SHORT TASK 1: Can you return the listing lines unchanged, from the line containing "Thank you for the photo. Could you pin the aluminum" through the end of the listing, including both ends?

Similarly, County and City have produced affidavits establishing that they possess and/or manage lands that would be adversely affected by the transfer of water rights under the Plan and under the fish recovery plan in § 207 of the Settlement Act. Various affiants, including the Mayor of the City and the County's Manager, stated that the two projects (plus others in the Settlement Act) will cause environmental harm to County and City lands, including fire hazards, airborne particles, erosion, unknown changes to the underground water supply system, and reduced quality of local drinking water. County and City each own or manage land that is in the same watershed as the lands designated for purchase by the Plan. Although the procedure for the purchase of water rights is lengthy, at least two purchase agreements have been accepted by the FWS and other specific land purchases are under consideration. It is reasonably probable that the transfer of a significant amount of water rights from the area adjacent to and surrounding County and City lands will affect those lands adversely in the absence of a PEIS examining their combined effects.

SHORT TASK 2:
In the passage on water rights:
(a) Which two affiants does it name?
(b) How many purchase agreements have been accepted by the FWS?
(c) In what section of the Settlement Act is the fish recovery plan found?

Records excerpted from a collection:

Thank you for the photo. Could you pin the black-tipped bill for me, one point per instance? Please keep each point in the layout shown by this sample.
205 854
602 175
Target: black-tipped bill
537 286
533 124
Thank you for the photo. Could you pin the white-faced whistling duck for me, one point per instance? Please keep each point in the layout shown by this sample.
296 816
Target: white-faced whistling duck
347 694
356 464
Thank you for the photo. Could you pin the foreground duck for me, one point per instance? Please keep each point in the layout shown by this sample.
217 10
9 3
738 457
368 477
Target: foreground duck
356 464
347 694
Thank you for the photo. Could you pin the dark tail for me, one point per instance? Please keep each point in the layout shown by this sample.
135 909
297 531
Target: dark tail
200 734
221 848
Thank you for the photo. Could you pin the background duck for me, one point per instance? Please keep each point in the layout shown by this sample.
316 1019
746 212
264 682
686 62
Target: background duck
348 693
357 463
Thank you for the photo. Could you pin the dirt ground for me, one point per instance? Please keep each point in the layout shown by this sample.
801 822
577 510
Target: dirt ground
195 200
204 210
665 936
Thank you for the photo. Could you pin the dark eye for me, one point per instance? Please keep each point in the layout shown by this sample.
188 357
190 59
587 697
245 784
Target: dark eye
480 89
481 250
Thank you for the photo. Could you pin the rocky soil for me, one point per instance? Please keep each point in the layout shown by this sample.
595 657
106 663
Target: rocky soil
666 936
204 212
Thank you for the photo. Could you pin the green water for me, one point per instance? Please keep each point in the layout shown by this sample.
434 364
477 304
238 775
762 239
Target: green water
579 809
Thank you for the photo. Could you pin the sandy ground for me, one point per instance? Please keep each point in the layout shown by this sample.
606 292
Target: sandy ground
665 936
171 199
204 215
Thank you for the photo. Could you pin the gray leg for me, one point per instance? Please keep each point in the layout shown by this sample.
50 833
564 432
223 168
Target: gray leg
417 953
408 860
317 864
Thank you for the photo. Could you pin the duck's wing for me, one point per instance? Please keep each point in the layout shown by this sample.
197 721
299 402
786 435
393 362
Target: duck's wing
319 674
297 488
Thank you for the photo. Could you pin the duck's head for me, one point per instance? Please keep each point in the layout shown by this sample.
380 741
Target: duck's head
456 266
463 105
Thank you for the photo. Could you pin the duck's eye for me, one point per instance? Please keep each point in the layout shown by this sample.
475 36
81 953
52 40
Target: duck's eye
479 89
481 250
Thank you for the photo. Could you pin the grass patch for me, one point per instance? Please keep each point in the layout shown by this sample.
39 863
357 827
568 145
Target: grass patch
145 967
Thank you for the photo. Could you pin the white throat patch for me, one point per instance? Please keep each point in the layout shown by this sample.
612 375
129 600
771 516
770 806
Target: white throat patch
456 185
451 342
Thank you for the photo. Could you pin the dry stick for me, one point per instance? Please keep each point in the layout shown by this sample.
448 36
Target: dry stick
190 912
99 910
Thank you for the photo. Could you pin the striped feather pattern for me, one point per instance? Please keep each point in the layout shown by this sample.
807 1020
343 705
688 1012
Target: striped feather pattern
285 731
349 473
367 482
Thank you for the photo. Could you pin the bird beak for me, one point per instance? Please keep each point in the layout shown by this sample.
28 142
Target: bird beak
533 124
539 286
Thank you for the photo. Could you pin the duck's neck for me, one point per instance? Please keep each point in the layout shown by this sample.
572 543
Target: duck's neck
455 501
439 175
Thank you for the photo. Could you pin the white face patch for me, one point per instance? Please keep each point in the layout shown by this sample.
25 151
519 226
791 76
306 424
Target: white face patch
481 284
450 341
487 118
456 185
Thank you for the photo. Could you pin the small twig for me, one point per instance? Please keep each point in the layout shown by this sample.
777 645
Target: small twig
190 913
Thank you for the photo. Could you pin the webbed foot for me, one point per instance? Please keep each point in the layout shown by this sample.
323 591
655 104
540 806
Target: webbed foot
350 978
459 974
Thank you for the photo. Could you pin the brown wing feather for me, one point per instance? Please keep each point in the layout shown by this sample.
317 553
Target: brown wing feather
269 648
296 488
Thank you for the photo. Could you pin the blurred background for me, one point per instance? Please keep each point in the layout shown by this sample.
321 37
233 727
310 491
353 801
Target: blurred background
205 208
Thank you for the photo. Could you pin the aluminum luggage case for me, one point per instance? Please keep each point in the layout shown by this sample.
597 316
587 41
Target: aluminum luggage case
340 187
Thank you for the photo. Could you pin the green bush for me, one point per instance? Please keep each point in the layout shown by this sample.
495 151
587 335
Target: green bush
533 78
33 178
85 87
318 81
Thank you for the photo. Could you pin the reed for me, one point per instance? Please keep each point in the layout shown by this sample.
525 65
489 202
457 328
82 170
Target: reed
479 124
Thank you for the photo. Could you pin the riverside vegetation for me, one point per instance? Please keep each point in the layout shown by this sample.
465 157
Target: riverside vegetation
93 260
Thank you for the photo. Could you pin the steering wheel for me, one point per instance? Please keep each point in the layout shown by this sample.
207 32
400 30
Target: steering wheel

RESPONSE 1:
Thank you for the photo. Could you pin the aluminum luggage case for me, one point per instance? Please keep each point in the layout shown by this sample.
597 316
587 41
Target: aluminum luggage case
340 187
Thank you for the photo. Could you pin the green bush for me, one point per instance? Please keep each point in the layout shown by this sample.
495 151
587 335
Target: green bush
533 78
33 178
85 87
318 81
Thank you for the photo. Could you pin the reed for me, one point per instance? Please keep each point in the layout shown by this sample.
525 65
489 202
457 328
82 170
Target: reed
479 124
Thank you for the photo. Could you pin the riverside vegetation for me, one point per instance? Please keep each point in the layout shown by this sample.
465 157
Target: riverside vegetation
93 260
Thank you for the photo. Could you pin the steering wheel for me, one point per instance? Please keep each point in the layout shown by this sample.
207 32
400 30
Target: steering wheel

RESPONSE 2:
(a) The Mayor of the City and the County's Manager.
(b) At least two.
(c) § 207.